Source document>
******
Willie Simmons watches his team against Southeast Louisiana in the FCS playoffs. (Vaughn Wilson/HBCU Gameday)

The coming season will be the first for a full ASUN Football schedule. Both the ASUN and the WAC will play a full season among their own members, and both will have their own honors, awards and championship hardware. One of the two group winners will earn the ASUN-WAC AQ. Final policy to govern the AQ recipient will be determined in the coming weeks. 

Of course, the ASUN-WAC agreement isn’t the only one of its kind in the FCS. The Big South and Ohio Valley Conference have reached a similar agreement – both of those directly impacting HBCUs. North Carolina A&T will remain in the Big South for football in 2022 before departing for the Colonial Athletic Association in 2023 – which is part of the reason the Big South needed to team up with the OVC. The OVC, of course, is the current conference home of Tennessee State.
******
Exercise 1>
Please condense the paragraph beginning "The coming season will be the first" from the article on FCS conference agreements into a short bulleted list that keeps its main facts.

Provided data>
******
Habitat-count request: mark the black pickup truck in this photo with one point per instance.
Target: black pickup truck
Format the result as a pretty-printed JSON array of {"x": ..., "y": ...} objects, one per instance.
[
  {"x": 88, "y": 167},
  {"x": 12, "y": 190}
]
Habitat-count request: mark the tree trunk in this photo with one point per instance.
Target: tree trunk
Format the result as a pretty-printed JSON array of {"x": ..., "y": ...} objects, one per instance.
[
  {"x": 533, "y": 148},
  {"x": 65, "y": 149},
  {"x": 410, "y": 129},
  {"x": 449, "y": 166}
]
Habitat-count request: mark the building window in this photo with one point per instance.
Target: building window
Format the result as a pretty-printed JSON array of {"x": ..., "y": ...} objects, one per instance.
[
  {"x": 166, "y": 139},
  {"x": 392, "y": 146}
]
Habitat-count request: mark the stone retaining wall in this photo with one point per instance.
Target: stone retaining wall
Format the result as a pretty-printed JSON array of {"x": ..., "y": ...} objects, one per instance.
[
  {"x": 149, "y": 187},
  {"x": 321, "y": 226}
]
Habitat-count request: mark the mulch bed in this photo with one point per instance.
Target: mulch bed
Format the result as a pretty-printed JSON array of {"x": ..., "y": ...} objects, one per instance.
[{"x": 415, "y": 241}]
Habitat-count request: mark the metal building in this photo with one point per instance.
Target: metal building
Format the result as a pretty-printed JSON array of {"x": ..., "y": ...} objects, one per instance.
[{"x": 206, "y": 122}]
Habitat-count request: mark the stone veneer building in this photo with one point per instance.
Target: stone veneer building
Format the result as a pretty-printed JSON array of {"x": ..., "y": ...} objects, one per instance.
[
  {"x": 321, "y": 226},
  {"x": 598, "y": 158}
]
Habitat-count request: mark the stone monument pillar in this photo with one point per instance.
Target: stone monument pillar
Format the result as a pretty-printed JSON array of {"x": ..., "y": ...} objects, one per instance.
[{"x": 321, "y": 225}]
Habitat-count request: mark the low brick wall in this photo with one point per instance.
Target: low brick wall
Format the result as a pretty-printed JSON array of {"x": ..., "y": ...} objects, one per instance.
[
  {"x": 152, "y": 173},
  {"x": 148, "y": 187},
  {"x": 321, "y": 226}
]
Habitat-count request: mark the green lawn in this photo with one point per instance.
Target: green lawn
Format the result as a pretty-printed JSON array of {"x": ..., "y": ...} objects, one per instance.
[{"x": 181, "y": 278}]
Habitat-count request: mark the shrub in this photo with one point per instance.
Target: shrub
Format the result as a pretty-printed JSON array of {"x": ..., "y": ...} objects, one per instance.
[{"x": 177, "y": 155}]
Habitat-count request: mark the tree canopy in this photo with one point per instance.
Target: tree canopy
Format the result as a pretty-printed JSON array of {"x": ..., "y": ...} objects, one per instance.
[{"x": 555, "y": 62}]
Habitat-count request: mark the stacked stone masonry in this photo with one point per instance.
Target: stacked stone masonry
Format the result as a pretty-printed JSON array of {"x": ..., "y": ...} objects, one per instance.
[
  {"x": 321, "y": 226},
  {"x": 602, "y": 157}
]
******
Exercise 2>
Update the listing starting at the line containing "Habitat-count request: mark the stacked" and ending at the end of the listing, replacing "stacked stone masonry" with "fieldstone masonry". Return only those lines.

Result 1>
- The coming season will be the first with a full ASUN Football schedule.
- The ASUN and the WAC will each play a full season among their own members.
- Each conference will have its own honors, awards and championship hardware.
- One of the two group winners will earn the ASUN-WAC AQ.
- Final policy for deciding the AQ recipient will be set in the coming weeks.

Result 2>
Habitat-count request: mark the fieldstone masonry in this photo with one point per instance.
Target: fieldstone masonry
Format the result as a pretty-printed JSON array of {"x": ..., "y": ...} objects, one per instance.
[
  {"x": 321, "y": 226},
  {"x": 602, "y": 157}
]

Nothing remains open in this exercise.